— What you will do —
Reproduce the part of the omnibin documentation below that starts with "Report Type Input" and goes on through "arrays (binary masks)".

— Source document —
--- --- ---
Providers (LLMConfig.provider): "openai", "anthropic", "google", "openrouter", "groq". API keys are read from the provider's standard env var (OPENAI_API_KEY, ANTHROPIC_API_KEY, GOOGLE_API_KEY, OPENROUTER_API_KEY, GROQ_API_KEY) unless passed explicitly.

Note on the hosted Space: GREEN and RadFact run in API mode with a disclaimer shown to the user. The upstream packages are not installed on the Space (GREEN needs GPU + pinned torch; RadFact pins pydantic 1.x). For exact paper reproduction, use pip install omnibin[green] (needs GPU) or pip install omnibin[radfact] (separate env from Gradio).


Color Schemes

All report types support three color schemes:

Scheme Description
DEFAULT Professional blue-based palette
MONOCHROME Grayscale for publications
VIBRANT High-contrast colorful palette

Input Formats

Report Type Input Format
Classification y_true: 0/1 array, y_scores: 0-1 probability array
Regression y_true: continuous array, y_pred: continuous array
Segmentation 2D or 3D NumPy arrays (binary masks)
Detection Lists of dicts with box and score keys
Text Generation Lists of reference/candidate report strings (or CSV with reference/candidate columns)

Example Outputs

Binary Classification

ROC and PR Curves Metrics Summary

Regression

  • Scatter plot with regression line
  • Bland-Altman agreement plot
  • Q-Q plot for residual normality

Segmentation

  • Ground Truth / Prediction / Overlay comparison
  • Dice score distribution across slices

Detection

  • FROC curve (standard for medical imaging)
  • Precision-Recall at multiple IoU thresholds

Requirements

  • Python >= 3.11
  • Core: NumPy, Pandas, Scikit-learn, Matplotlib, SciPy, Seaborn
  • Optional extras:
    • omnibin[text] → sacrebleu, rouge-score, nltk, bert-score
    • omnibin[llm-judge] → litellm (provider router)
    • omnibin[green] → green-score (Stanford-AIMI/GREEN, local GPU)
    • omnibin[crimson] → crimson-score (rajpurkarlab/CRIMSON)
    • omnibin[radfact] → radfact from git (microsoft/radfact — separate env)
    • omnibin[all-text] → everything except radfact

Acknowledgments

The text generation metrics wrap the original reference implementations of:

  • Stanford-AIMI/GREEN — Ostmeier et al., "GREEN: Generative Radiology Report Evaluation and Error Notation", EMNLP Findings 2024
  • microsoft/radfact — Bannur et al., "MAIRA-2: Grounded Radiology Report Generation", 2024
  • rajpurkarlab/CRIMSON — Baharoon et al., "CRIMSON: A Clinically-Grounded LLM-Based Metric for Generative Radiology Report Evaluation", 2026

Please cite the original papers when using these metrics.


License

MIT License - see LICENSE file for details.
--- --- ---
Extracted records
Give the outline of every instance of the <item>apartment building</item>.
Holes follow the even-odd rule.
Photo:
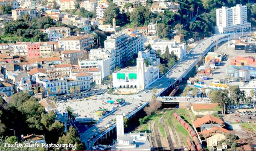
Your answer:
[[[93,35],[71,36],[59,41],[59,50],[60,51],[64,50],[89,50],[93,48],[94,42]]]
[[[69,75],[72,65],[71,64],[62,64],[50,66],[46,69],[49,77]]]
[[[79,50],[64,50],[61,52],[62,64],[77,65],[78,60],[87,58],[87,52]]]
[[[250,31],[251,23],[247,22],[247,6],[237,4],[228,8],[222,7],[216,10],[216,34]]]
[[[5,82],[0,82],[0,94],[3,93],[8,96],[13,94],[12,84]]]
[[[13,9],[17,9],[19,8],[19,2],[15,0],[2,0],[0,1],[0,5],[3,5],[4,7],[7,5],[10,6]]]
[[[173,52],[174,55],[181,60],[186,57],[187,53],[186,44],[181,43],[177,44],[176,41],[159,40],[155,42],[151,45],[152,49],[156,51],[160,51],[161,54],[165,52],[166,47],[168,47],[169,52],[170,54]]]
[[[104,13],[107,8],[107,6],[106,7],[103,5],[98,5],[96,7],[96,18],[103,18]]]
[[[46,57],[53,55],[53,51],[54,50],[54,44],[47,42],[41,42],[40,43],[39,47],[41,57]]]
[[[77,4],[76,0],[61,0],[59,10],[62,11],[75,10]]]
[[[31,20],[40,16],[40,14],[37,13],[36,9],[18,8],[12,10],[12,17],[14,20],[23,19],[24,15],[26,14],[29,16]]]
[[[101,75],[100,70],[96,68],[71,69],[70,76],[75,75],[78,73],[91,73],[93,74],[93,82],[96,85],[101,84]]]
[[[48,35],[49,41],[58,41],[62,38],[70,36],[70,28],[65,27],[50,27],[44,30],[44,33]]]
[[[114,50],[116,67],[123,67],[126,61],[132,58],[133,54],[143,49],[143,36],[130,36],[120,32],[107,37],[104,41],[104,47]]]
[[[40,43],[28,44],[28,59],[38,58],[41,56]]]
[[[84,8],[88,11],[95,11],[98,5],[97,0],[87,0],[79,3],[80,8]]]

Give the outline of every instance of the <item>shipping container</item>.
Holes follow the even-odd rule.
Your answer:
[[[175,118],[177,118],[177,116],[178,116],[177,114],[177,113],[174,113],[174,117],[175,117]]]

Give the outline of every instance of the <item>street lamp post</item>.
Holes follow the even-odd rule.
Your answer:
[[[189,16],[189,15],[187,15],[187,23],[188,23],[188,17]]]
[[[13,129],[12,129],[11,128],[10,128],[10,130],[12,130],[13,131],[13,132],[14,132],[14,136],[16,136],[16,135],[15,134],[15,130],[14,130]]]

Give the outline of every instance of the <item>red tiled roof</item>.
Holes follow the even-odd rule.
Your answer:
[[[209,130],[207,130],[206,129],[205,129],[202,132],[200,133],[201,134],[203,134],[204,135],[209,134],[212,132],[214,132],[215,131],[218,130],[221,132],[224,132],[225,133],[228,133],[229,132],[229,131],[227,129],[223,128],[222,127],[220,127],[218,126],[214,126],[213,128],[210,129]]]
[[[62,54],[73,54],[73,53],[80,53],[82,52],[80,50],[63,50],[61,51],[61,53]]]
[[[212,121],[215,123],[224,124],[224,122],[221,119],[215,117],[210,115],[206,115],[203,117],[197,118],[196,120],[193,122],[193,124],[196,128],[204,124]]]
[[[92,74],[88,73],[80,73],[76,74],[74,76],[85,76],[92,75]]]
[[[238,44],[239,44],[240,43],[241,43],[243,44],[244,45],[248,45],[248,44],[247,44],[247,43],[245,43],[245,42],[243,42],[243,41],[242,41],[241,40],[238,40],[237,41],[236,41],[235,43],[235,44],[234,44],[234,45],[237,45]]]
[[[72,72],[96,72],[98,71],[100,71],[100,70],[98,68],[82,68],[78,69],[71,69]]]
[[[38,58],[31,58],[28,59],[28,62],[29,64],[33,64],[36,62],[40,62],[43,61],[51,62],[51,61],[60,61],[60,58],[56,57],[48,57]]]
[[[65,68],[71,67],[71,64],[62,64],[61,65],[55,65],[54,66],[55,68]]]
[[[35,68],[31,70],[28,72],[29,74],[30,75],[34,75],[39,73],[42,73],[44,74],[46,74],[46,71],[45,70],[42,68]]]

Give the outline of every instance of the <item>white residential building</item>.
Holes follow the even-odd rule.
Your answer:
[[[0,5],[3,5],[5,7],[8,4],[12,9],[15,9],[19,8],[19,2],[15,0],[2,0],[0,1]]]
[[[79,3],[80,8],[84,8],[88,11],[95,11],[97,4],[97,0],[86,0]]]
[[[63,38],[58,42],[59,50],[88,50],[93,48],[94,42],[94,37],[92,35]]]
[[[144,89],[159,78],[158,67],[146,66],[141,52],[138,53],[137,65],[120,69],[113,72],[113,87],[117,88],[135,88]]]
[[[162,54],[165,52],[166,47],[168,46],[170,54],[173,52],[174,55],[177,56],[180,60],[182,60],[186,57],[187,53],[186,44],[181,43],[177,44],[175,40],[161,40],[155,42],[151,45],[152,49],[156,51],[160,50],[161,54]]]
[[[59,9],[61,11],[75,10],[76,9],[76,5],[77,4],[76,0],[61,0],[60,2]]]
[[[155,54],[150,54],[150,51],[148,49],[142,51],[142,58],[145,59],[147,59],[150,62],[151,65],[157,66],[160,64],[160,58],[157,58]]]
[[[44,31],[44,33],[48,34],[50,41],[58,41],[62,38],[70,36],[70,28],[65,27],[50,27]]]
[[[132,58],[133,55],[143,49],[143,36],[132,37],[120,32],[107,36],[104,41],[104,48],[113,50],[115,66],[123,66],[125,62]]]
[[[216,10],[216,34],[247,32],[251,27],[251,23],[247,22],[246,6],[237,4],[231,8],[222,7]]]
[[[148,36],[156,36],[157,32],[157,23],[150,23],[148,25]]]
[[[115,28],[111,25],[99,25],[98,26],[99,29],[107,32],[115,32],[115,30],[120,30],[120,26],[116,26]]]
[[[114,71],[116,67],[115,65],[115,52],[114,49],[98,48],[92,49],[90,51],[90,60],[104,59],[107,58],[110,59],[110,72],[112,73]]]
[[[98,5],[96,7],[96,18],[102,18],[104,16],[104,13],[105,12],[108,5],[107,6],[103,5]]]
[[[96,85],[101,84],[101,76],[100,70],[96,68],[71,69],[70,76],[72,76],[81,73],[89,73],[93,74],[93,82]]]
[[[23,19],[24,15],[26,14],[29,15],[30,20],[39,16],[39,14],[37,13],[35,9],[18,8],[12,10],[12,17],[14,20]]]
[[[78,65],[80,68],[96,68],[100,70],[101,78],[107,78],[110,74],[110,58],[93,60],[78,60]]]

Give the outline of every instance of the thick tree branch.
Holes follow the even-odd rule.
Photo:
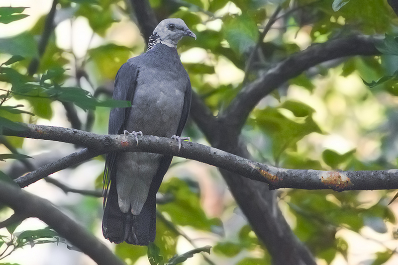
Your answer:
[[[174,140],[152,136],[134,137],[99,135],[73,129],[26,124],[27,129],[5,130],[7,135],[51,140],[87,147],[77,153],[50,163],[16,180],[25,186],[49,175],[101,154],[111,152],[148,152],[193,159],[214,166],[251,179],[269,184],[271,188],[349,190],[398,188],[398,170],[374,171],[322,171],[289,170],[268,166],[213,147],[183,142],[179,152]]]
[[[240,131],[249,113],[264,96],[289,79],[310,67],[336,58],[355,55],[374,55],[380,52],[374,38],[355,36],[316,44],[278,64],[244,88],[231,102],[221,119]]]
[[[2,181],[0,185],[0,202],[24,217],[40,219],[98,264],[124,264],[97,238],[49,201]]]
[[[206,138],[211,139],[214,136],[218,126],[217,120],[199,95],[193,90],[190,116],[195,121]]]

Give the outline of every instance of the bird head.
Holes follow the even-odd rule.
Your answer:
[[[186,36],[196,39],[196,35],[188,28],[184,20],[180,18],[167,18],[162,20],[155,28],[149,39],[149,46],[153,47],[160,43],[177,48],[178,41]]]

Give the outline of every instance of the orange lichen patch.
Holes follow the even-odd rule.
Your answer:
[[[261,174],[261,176],[265,177],[271,183],[276,183],[281,180],[281,179],[276,175],[273,175],[268,171],[262,169],[259,169],[258,171]]]
[[[323,184],[336,191],[344,190],[353,185],[350,178],[340,172],[322,171],[319,177]]]

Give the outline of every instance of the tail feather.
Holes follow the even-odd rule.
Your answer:
[[[145,203],[138,215],[123,213],[119,207],[116,178],[110,181],[102,218],[102,234],[116,244],[146,246],[155,240],[156,230],[156,193],[167,171],[172,157],[165,156],[152,180]],[[112,172],[112,174],[114,172]]]

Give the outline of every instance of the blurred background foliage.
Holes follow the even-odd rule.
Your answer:
[[[258,75],[309,45],[353,34],[387,34],[378,47],[382,55],[339,58],[287,80],[252,112],[242,138],[256,161],[283,168],[398,166],[398,20],[386,0],[149,1],[158,20],[181,18],[197,34],[196,40],[182,40],[179,52],[193,89],[214,115]],[[106,133],[109,107],[128,105],[110,99],[114,77],[129,58],[144,51],[146,40],[128,1],[55,3],[52,27],[46,21],[53,4],[50,0],[1,4],[0,131],[17,128],[13,122],[18,121]],[[276,19],[264,36],[274,13]],[[191,120],[183,134],[206,143]],[[0,160],[5,161],[0,164],[1,179],[21,176],[27,163],[37,167],[78,148],[15,137],[0,140]],[[100,189],[103,164],[104,157],[98,157],[54,177],[76,188]],[[26,189],[51,199],[105,242],[100,198],[63,192],[43,181],[32,186]],[[398,262],[398,203],[388,206],[393,191],[279,192],[288,222],[319,264]],[[196,255],[186,264],[271,264],[215,169],[175,158],[160,193],[155,243],[165,260],[210,245],[211,255]],[[0,218],[11,214],[2,207]],[[62,253],[67,257],[65,264],[92,263],[77,252],[59,250],[62,246],[49,247],[53,254],[39,246],[20,249],[28,242],[33,247],[61,240],[37,220],[12,224],[0,230],[0,258],[51,264],[43,261],[45,257],[58,260],[56,255]],[[148,264],[146,247],[110,247],[127,264]],[[13,248],[18,249],[11,252]]]

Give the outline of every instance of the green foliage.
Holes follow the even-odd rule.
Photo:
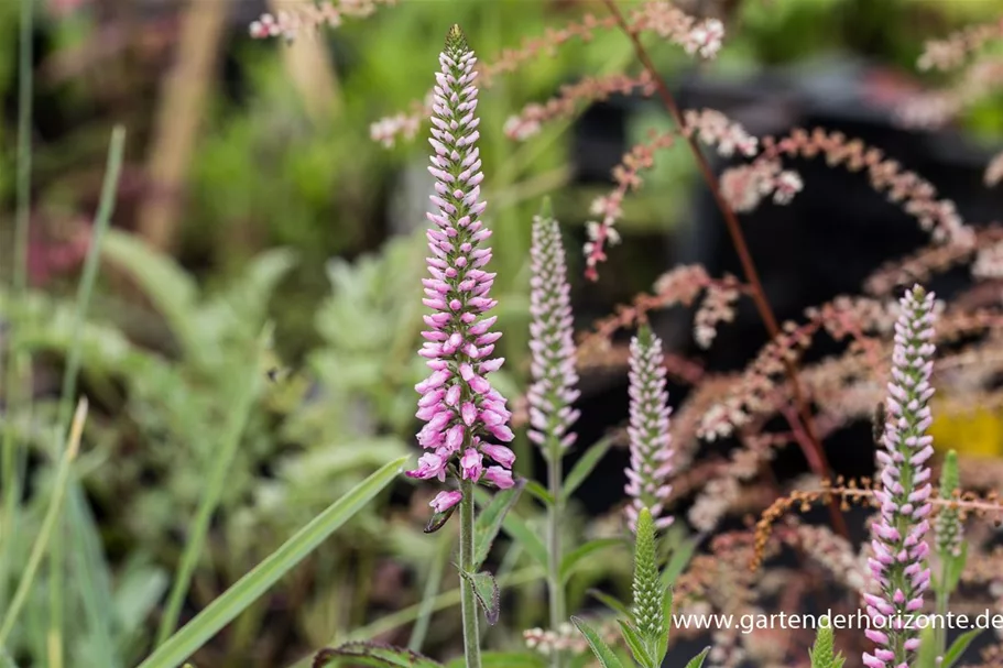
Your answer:
[[[961,660],[964,650],[972,644],[972,640],[979,637],[979,634],[981,634],[982,631],[982,628],[974,628],[962,633],[955,638],[955,642],[951,643],[951,646],[948,647],[947,651],[944,654],[944,660],[940,661],[939,668],[951,668],[951,666]]]
[[[232,622],[237,615],[372,501],[401,473],[404,461],[405,458],[401,458],[385,464],[328,506],[326,511],[317,515],[233,587],[215,599],[181,631],[157,647],[140,664],[140,668],[173,668],[201,647],[207,639]]]
[[[808,650],[811,668],[842,668],[846,659],[836,654],[835,633],[830,624],[819,624],[815,634],[815,645]]]
[[[473,528],[475,570],[483,566],[484,559],[488,558],[488,552],[491,551],[491,546],[494,545],[494,538],[501,530],[505,516],[519,501],[523,485],[525,485],[525,479],[520,479],[516,481],[515,486],[495,492],[491,496],[491,502],[481,508]]]
[[[581,632],[581,635],[585,636],[589,647],[592,649],[592,654],[599,659],[602,668],[622,668],[623,664],[620,662],[620,659],[617,658],[617,655],[613,654],[613,650],[610,649],[609,645],[607,645],[599,634],[596,633],[595,628],[589,626],[580,617],[571,617],[571,623],[575,624],[575,626],[578,627],[578,631]]]
[[[340,647],[326,648],[314,657],[313,668],[336,668],[350,659],[352,665],[381,666],[390,668],[438,668],[438,661],[410,649],[390,647],[378,643],[347,643]]]
[[[501,592],[498,590],[498,582],[494,581],[494,576],[487,571],[479,573],[465,573],[461,571],[460,577],[466,578],[473,584],[473,593],[477,596],[478,604],[484,611],[488,624],[492,626],[498,624]]]

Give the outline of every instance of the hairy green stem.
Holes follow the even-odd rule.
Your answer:
[[[557,633],[560,625],[567,621],[564,601],[564,582],[560,580],[560,515],[564,499],[560,490],[562,480],[560,443],[553,443],[547,458],[547,482],[553,503],[547,511],[547,589],[550,600],[550,631]],[[550,666],[562,668],[564,654],[554,648],[550,654]]]
[[[473,481],[460,482],[464,500],[460,501],[460,609],[464,614],[464,657],[467,668],[480,668],[480,634],[477,631],[477,599],[473,581],[466,577],[473,574]]]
--- --- ---
— Written response —
Report Type Input Format
Classification y_true: 0/1 array, y_scores: 0-1 probability array
Regression y_true: continuous array, y_pred: continuous array
Segmentation 2D or 3D NumPy arrays (binary masks)